• TASK GOAL: Return each line of the entries that holds the string "airport".

• THE DATA:
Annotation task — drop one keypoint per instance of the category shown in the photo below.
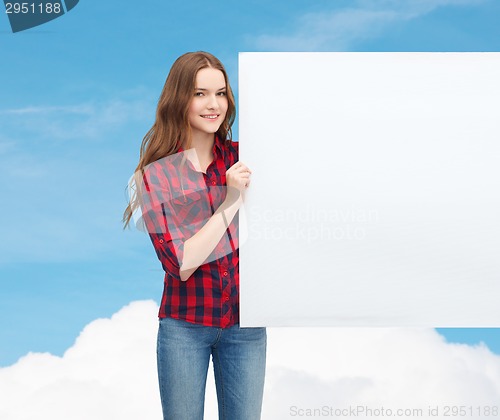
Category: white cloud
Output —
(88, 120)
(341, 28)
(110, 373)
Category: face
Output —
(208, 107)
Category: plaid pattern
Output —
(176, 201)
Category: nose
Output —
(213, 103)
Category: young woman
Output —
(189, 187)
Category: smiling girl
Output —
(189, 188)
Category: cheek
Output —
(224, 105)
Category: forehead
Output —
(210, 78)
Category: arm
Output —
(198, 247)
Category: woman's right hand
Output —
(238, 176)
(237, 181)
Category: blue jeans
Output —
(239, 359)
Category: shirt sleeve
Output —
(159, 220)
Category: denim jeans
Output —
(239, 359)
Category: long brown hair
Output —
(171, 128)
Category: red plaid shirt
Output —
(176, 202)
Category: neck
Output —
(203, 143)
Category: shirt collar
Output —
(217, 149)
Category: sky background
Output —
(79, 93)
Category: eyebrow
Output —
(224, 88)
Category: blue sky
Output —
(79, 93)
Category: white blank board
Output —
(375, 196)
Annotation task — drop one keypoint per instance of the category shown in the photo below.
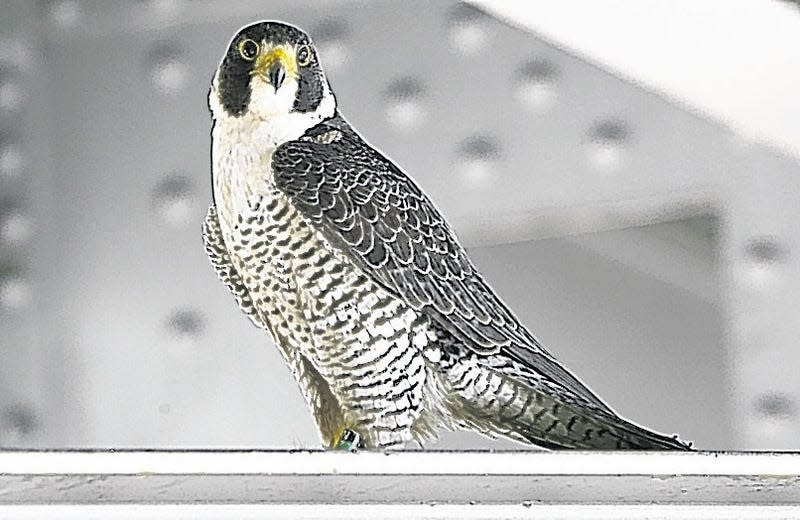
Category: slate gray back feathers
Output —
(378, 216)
---
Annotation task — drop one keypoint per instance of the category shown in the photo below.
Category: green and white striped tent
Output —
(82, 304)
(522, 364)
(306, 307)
==
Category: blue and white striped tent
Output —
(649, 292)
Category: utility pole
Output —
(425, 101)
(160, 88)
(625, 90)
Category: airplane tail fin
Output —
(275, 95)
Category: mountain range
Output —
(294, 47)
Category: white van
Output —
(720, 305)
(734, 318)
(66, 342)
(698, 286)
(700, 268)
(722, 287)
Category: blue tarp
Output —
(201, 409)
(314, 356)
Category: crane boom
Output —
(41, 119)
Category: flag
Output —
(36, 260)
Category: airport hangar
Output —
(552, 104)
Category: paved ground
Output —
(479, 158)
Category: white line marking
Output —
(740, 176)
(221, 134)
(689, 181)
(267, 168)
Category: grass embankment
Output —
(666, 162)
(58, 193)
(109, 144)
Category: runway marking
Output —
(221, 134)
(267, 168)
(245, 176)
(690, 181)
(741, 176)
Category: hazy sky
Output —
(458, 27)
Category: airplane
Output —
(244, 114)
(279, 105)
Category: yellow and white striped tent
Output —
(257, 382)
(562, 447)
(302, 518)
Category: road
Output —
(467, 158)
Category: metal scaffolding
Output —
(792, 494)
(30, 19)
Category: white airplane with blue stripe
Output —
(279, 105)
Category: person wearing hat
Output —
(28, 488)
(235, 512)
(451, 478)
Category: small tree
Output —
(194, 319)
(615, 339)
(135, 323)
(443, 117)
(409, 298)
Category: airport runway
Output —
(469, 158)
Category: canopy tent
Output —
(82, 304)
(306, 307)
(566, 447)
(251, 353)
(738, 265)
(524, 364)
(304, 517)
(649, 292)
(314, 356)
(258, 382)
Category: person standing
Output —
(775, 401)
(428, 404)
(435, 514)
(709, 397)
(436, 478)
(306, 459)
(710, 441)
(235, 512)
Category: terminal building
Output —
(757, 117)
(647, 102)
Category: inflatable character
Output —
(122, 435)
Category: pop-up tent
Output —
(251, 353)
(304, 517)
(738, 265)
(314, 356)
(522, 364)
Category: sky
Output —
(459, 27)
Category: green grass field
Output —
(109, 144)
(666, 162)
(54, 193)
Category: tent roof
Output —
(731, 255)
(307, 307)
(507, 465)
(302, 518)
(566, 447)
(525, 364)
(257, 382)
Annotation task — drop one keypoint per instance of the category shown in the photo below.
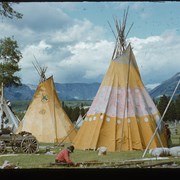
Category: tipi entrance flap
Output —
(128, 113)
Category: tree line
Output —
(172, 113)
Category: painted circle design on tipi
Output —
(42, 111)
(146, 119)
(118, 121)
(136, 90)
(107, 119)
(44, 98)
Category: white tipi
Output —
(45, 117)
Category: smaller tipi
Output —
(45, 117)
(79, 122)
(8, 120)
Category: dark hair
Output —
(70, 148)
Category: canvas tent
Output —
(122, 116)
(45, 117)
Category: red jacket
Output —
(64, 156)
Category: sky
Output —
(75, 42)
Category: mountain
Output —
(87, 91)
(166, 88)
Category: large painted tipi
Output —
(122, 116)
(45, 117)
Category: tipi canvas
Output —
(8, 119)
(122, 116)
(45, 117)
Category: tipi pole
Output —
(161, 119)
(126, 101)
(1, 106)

• EXERCISE RESPONSE:
Category: airport hangar
Category: airport runway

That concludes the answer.